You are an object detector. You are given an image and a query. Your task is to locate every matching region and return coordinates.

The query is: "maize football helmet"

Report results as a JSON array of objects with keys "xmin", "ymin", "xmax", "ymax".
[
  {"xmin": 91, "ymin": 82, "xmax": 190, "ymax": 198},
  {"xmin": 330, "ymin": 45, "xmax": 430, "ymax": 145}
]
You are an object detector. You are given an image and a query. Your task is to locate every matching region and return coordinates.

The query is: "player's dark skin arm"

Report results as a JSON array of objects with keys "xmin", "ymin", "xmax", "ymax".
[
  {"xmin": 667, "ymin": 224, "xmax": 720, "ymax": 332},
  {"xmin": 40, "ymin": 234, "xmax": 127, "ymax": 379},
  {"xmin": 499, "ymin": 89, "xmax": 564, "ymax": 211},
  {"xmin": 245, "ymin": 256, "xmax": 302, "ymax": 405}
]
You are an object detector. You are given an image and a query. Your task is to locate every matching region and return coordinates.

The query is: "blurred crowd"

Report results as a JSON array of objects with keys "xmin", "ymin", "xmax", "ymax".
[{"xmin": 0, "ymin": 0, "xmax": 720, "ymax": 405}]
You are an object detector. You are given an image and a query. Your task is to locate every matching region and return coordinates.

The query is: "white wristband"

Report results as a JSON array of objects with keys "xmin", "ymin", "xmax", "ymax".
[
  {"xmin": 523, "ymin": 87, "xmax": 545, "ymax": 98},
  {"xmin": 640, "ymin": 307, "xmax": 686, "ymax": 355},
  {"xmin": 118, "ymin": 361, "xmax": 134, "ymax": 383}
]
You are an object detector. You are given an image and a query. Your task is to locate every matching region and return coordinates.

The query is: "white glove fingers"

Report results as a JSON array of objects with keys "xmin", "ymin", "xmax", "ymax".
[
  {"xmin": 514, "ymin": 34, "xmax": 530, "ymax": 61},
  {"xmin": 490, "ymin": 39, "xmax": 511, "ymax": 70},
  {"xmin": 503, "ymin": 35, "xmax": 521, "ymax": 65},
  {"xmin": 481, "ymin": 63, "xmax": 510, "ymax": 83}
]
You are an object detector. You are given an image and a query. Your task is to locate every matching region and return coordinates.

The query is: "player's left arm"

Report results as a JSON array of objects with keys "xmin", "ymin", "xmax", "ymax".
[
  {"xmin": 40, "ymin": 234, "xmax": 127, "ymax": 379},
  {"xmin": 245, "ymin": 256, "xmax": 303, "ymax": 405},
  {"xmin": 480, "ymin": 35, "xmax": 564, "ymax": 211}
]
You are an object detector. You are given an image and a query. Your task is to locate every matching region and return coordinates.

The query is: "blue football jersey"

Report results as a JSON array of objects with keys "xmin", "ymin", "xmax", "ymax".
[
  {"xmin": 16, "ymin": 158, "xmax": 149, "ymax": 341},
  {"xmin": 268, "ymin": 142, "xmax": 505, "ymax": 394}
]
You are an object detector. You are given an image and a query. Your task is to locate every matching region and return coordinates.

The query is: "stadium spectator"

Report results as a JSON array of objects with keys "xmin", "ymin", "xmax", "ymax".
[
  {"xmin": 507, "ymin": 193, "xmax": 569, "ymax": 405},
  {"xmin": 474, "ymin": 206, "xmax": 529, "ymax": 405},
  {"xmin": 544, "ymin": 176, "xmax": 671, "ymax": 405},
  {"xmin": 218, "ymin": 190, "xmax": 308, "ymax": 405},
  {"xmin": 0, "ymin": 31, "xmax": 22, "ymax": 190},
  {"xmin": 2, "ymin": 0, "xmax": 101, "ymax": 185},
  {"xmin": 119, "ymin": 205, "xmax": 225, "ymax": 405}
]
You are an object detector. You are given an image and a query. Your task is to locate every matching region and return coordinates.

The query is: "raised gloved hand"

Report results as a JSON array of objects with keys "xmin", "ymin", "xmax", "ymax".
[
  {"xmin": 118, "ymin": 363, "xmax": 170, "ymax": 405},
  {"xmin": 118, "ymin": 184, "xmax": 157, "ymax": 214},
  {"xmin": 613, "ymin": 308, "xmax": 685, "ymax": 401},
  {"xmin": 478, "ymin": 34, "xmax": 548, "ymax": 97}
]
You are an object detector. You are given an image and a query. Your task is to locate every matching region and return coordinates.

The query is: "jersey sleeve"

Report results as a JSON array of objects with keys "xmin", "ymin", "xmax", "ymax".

--

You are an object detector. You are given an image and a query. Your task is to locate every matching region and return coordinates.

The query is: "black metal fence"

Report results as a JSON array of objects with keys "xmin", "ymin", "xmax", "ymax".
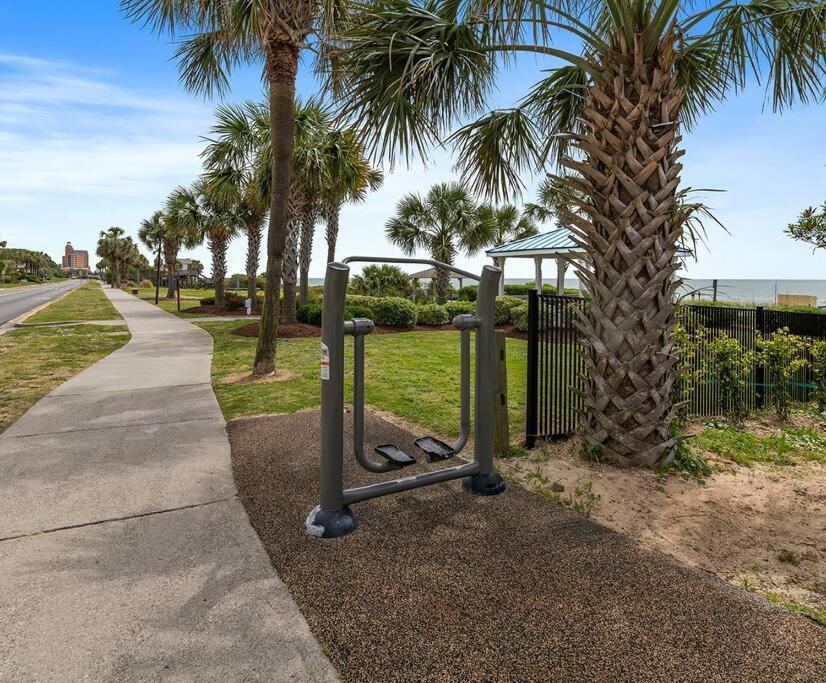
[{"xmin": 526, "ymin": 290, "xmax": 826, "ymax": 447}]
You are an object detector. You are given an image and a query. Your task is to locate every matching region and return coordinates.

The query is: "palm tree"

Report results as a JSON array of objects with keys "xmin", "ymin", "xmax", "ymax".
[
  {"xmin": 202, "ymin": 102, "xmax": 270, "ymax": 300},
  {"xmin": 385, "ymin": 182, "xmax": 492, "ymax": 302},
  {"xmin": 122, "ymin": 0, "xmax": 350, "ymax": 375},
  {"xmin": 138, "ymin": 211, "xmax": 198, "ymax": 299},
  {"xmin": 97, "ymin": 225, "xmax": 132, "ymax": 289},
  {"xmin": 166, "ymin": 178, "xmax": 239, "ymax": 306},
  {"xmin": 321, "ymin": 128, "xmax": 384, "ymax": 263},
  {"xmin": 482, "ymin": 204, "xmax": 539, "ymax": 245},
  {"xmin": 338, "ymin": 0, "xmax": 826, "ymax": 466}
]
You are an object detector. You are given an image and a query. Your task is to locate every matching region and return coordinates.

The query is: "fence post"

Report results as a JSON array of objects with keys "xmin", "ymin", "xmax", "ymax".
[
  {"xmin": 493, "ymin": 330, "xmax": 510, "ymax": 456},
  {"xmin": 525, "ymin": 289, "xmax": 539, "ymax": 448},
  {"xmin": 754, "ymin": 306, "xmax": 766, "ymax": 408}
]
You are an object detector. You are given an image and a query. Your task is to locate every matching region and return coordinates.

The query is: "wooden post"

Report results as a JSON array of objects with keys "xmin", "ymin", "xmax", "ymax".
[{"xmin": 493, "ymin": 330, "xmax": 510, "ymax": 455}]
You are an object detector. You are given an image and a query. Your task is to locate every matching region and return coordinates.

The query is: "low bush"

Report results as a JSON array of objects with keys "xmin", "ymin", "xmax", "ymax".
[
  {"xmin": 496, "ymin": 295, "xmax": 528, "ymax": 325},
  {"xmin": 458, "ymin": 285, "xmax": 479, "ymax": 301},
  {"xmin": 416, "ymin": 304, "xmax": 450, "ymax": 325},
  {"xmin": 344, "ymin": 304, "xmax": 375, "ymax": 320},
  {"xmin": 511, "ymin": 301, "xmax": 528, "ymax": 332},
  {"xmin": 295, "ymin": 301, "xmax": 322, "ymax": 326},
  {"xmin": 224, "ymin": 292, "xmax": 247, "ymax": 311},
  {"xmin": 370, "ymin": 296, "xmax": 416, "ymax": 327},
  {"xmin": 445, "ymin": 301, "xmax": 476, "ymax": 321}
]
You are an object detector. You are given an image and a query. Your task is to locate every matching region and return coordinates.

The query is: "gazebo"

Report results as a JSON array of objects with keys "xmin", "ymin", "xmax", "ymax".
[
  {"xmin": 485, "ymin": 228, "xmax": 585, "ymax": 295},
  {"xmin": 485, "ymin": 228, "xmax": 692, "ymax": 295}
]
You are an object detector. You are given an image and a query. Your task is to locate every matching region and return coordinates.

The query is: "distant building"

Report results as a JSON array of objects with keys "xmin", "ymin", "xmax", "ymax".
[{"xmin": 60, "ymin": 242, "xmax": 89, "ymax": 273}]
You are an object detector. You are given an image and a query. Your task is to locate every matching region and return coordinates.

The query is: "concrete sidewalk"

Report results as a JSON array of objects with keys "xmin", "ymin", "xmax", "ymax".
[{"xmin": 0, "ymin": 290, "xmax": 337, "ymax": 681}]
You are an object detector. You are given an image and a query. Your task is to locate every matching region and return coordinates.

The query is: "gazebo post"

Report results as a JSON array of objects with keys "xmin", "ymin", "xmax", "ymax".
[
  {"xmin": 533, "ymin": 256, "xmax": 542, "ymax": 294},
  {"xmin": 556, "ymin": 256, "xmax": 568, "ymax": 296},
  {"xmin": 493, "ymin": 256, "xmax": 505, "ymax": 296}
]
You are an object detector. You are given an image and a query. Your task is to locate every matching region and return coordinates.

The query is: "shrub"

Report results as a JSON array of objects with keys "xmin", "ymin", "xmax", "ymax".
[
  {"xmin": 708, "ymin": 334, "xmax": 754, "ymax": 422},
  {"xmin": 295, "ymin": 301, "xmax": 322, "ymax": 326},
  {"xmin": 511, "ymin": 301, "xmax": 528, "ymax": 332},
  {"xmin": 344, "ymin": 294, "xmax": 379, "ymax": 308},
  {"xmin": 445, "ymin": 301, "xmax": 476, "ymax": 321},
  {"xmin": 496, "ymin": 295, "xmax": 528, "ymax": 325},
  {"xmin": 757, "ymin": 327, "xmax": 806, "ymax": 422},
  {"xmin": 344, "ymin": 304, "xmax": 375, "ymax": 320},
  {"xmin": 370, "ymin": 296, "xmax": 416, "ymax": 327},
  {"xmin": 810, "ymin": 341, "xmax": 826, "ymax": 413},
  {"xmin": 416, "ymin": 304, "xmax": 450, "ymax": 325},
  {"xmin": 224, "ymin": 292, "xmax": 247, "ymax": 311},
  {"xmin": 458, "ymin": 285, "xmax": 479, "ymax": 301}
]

--

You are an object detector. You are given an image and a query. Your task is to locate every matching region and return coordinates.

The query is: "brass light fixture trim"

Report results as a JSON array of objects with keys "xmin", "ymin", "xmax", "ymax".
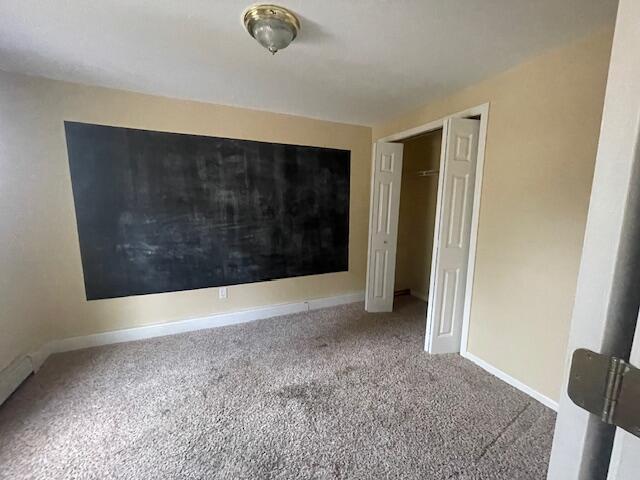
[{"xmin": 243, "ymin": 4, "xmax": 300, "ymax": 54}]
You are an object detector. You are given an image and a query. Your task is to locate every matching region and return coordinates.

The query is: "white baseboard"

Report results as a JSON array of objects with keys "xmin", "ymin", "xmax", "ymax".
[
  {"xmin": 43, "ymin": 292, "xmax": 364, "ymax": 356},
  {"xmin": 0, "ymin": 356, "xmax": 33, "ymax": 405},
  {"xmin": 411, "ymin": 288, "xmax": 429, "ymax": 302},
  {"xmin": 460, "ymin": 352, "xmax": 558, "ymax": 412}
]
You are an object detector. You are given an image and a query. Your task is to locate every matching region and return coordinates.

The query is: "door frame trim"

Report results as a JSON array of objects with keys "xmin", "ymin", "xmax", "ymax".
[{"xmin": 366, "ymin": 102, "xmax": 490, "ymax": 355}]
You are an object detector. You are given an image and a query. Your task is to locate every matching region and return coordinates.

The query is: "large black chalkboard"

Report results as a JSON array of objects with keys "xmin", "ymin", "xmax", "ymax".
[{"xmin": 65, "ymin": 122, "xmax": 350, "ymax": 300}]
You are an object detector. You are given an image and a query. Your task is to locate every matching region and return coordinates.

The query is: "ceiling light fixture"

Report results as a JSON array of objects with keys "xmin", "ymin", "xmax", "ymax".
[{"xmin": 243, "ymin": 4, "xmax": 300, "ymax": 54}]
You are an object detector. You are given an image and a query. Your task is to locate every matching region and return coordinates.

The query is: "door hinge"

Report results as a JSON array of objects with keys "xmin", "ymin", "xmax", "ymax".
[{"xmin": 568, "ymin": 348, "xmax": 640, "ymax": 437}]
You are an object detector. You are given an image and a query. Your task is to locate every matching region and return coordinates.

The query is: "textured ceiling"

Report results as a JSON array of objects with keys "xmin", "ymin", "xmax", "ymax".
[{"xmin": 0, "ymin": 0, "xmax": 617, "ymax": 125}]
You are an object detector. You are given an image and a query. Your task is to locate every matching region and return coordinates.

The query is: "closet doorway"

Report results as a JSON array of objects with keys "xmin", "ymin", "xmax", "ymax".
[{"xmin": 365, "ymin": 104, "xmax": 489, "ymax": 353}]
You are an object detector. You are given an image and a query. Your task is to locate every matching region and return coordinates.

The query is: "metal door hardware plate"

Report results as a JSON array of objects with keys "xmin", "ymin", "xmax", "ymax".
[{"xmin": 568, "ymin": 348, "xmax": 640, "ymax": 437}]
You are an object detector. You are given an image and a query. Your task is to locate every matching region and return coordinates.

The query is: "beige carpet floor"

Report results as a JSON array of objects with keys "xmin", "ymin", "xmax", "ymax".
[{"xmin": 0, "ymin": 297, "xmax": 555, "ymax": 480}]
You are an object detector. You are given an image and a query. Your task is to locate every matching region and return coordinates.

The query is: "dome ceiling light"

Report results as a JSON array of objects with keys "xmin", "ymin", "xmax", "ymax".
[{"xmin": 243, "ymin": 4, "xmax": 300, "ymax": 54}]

--

Instruction →
Please list every line of the material above that contains the word "white".

The output →
The query is: "white wristband"
The query is: "white glove fingers"
The query is: "white baseboard"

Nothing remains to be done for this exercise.